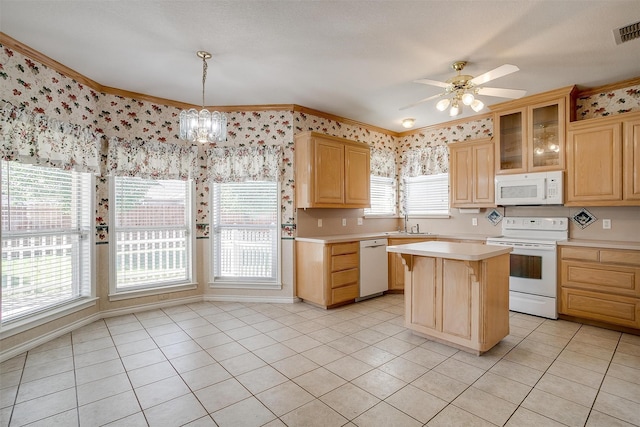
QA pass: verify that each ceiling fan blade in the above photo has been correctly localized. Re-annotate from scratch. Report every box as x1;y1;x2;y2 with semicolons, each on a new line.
470;64;519;86
477;86;527;99
413;78;450;88
399;93;444;111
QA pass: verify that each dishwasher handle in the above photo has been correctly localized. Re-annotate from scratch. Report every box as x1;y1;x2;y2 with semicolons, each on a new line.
362;244;387;249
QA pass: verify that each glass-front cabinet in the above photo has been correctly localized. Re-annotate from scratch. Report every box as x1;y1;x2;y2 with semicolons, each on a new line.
493;86;576;175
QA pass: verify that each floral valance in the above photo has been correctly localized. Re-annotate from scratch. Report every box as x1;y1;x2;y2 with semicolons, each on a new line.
370;148;396;178
0;102;100;174
206;145;283;183
401;145;449;178
107;137;198;180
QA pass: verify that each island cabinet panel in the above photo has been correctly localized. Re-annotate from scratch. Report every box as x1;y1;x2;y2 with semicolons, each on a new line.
408;256;438;329
399;247;510;354
441;259;472;340
559;245;640;330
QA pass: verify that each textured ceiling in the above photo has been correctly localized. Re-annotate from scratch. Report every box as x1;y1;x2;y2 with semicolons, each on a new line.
1;1;640;132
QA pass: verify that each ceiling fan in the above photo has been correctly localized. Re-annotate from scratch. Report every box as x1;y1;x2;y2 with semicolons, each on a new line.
401;61;527;116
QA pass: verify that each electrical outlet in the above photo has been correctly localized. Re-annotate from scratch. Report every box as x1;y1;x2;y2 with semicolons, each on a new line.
342;218;347;226
357;218;363;225
317;219;322;227
472;217;478;226
603;219;611;229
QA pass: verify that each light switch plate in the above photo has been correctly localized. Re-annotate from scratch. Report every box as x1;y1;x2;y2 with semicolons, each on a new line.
603;219;611;229
317;219;322;227
342;218;347;226
357;218;363;225
472;217;478;226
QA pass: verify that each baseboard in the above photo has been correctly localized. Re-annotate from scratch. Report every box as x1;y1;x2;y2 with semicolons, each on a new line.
100;295;204;319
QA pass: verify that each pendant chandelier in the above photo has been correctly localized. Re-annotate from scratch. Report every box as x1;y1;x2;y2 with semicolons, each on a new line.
179;51;227;144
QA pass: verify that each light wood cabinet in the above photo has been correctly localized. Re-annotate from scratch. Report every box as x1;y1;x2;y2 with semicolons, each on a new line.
400;251;510;354
295;131;370;208
449;138;495;207
491;86;576;175
388;237;434;292
296;241;359;308
559;246;640;329
566;111;640;206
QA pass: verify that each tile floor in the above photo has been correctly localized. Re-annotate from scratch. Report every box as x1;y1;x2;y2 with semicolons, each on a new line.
1;294;640;427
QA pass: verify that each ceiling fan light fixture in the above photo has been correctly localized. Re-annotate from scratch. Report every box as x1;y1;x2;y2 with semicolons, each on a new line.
461;92;475;106
449;102;461;117
470;99;484;112
436;98;451;112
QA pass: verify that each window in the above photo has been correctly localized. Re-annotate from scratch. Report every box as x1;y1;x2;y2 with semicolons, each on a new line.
404;173;449;216
365;175;397;216
111;177;194;295
211;181;279;286
1;161;93;323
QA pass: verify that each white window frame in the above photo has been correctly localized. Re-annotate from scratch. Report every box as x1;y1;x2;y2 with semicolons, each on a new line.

What to work on ▸ An exact copy of the listing is needed, minus its pictures.

Result ▸
QA pass: verify that each ceiling fan blade in the above photo has been correctly localized. Re-annotate from scratch. Report every box as x1;y1;x2;y2 with semicolons, each on a new line.
470;64;519;86
477;86;527;99
413;78;450;88
399;93;444;111
QA pass: verify that each dishwasher handle in the above photo has been correctly localized. Re-annotate from scratch. Report every box as x1;y1;x2;y2 with semicolons, each on a new line.
362;244;387;249
QA pass: verify that each glass-front cabinet in the above photo has been correctly localized. Re-annotate from scratch. Report every box as x1;y1;x2;y2 with semicolons, each on a new line.
493;86;576;175
QA pass: verify that each floral valance in the above photo has been correctly localized. Re-annotate from scratch. Report every box as x1;y1;x2;y2 with semicolons, each on a new line.
370;148;396;178
0;102;100;174
206;145;283;183
401;145;449;178
107;137;198;180
QA pass: verify that each island cabinet panel in the above photo has been correctly localized. Re-annotate from scratch. Report every box as x1;y1;x2;y2 with semicolons, each on a new line.
408;256;438;329
399;247;510;354
441;259;472;340
559;245;640;330
QA pass: verify that each textured ceiling in the above photo has been correctly localized. Re-annotate from scratch. Report every box as x1;y1;x2;y2 with semicolons, each on a new line.
1;1;640;132
QA pass: verify that each ceiling fan in the above photo has been correctly localized. Re-annotate from scratch. Report every box as x1;y1;x2;y2 with semicolons, each on a new line.
401;61;527;116
QA pass: verify that each electrical outlet in the above photo has been correctly localized. Re-annotate from scratch. Report every box as x1;y1;x2;y2 with semicolons, each on a new line.
342;218;347;226
357;218;363;225
317;219;322;227
472;217;478;226
603;219;611;229
QA pass: verify that each light switch plate in the above photo has been correctly localized. Re-annotate from scratch. Report every box as x1;y1;x2;y2 with semicolons, each on a new line.
603;219;611;229
317;219;322;227
342;218;347;226
357;218;363;225
472;217;478;226
QA pass: verify that each baseboard in the above photo has been correctly localized. Re-annotate from scratch. Report every box as x1;y1;x2;y2 with semicolons, each on a new line.
100;295;204;319
QA pass: verify that each pendant chandelier in the above photo has been correctly localized. Re-annotate from scratch. Report every box as x1;y1;x2;y2 with semicolons, each on a new line.
179;51;227;144
QA pass: verify that each light wood cabinet in the above photo has been correctly localized. Re-annotate from scratch. Report every box as x1;y1;x2;y2 with semicolons, each on a new line.
400;251;510;354
295;131;370;208
449;138;495;207
491;86;576;175
388;237;434;292
296;241;359;308
559;246;640;329
566;111;640;206
QA pass: verify that each tile floor in the above photo has been correctly localized. Re-annotate from scratch. Report every box as x1;y1;x2;y2 with semicolons, each on a new line.
1;294;640;427
QA pass: verify that each ceiling fan light fixture in the above photo has been correctly localized. Re-annotate from scratch. Report every box as x1;y1;x2;y2 with semicolons, each on a new line.
461;92;475;106
449;102;461;117
470;99;484;112
436;98;451;112
QA pass: verify that each window in the above photo has been correctly localized. Re-annotate from scratch. Report every box as x1;y1;x2;y2 with semicolons, each on a new line.
404;173;449;216
365;175;397;216
111;177;194;295
211;181;279;286
1;161;93;323
QA pass: verify that each white window frame in the above photo has been correctly localized. Re-annotate from scratch. Report every box as x1;y1;x2;y2 with semicolons, each on a new line.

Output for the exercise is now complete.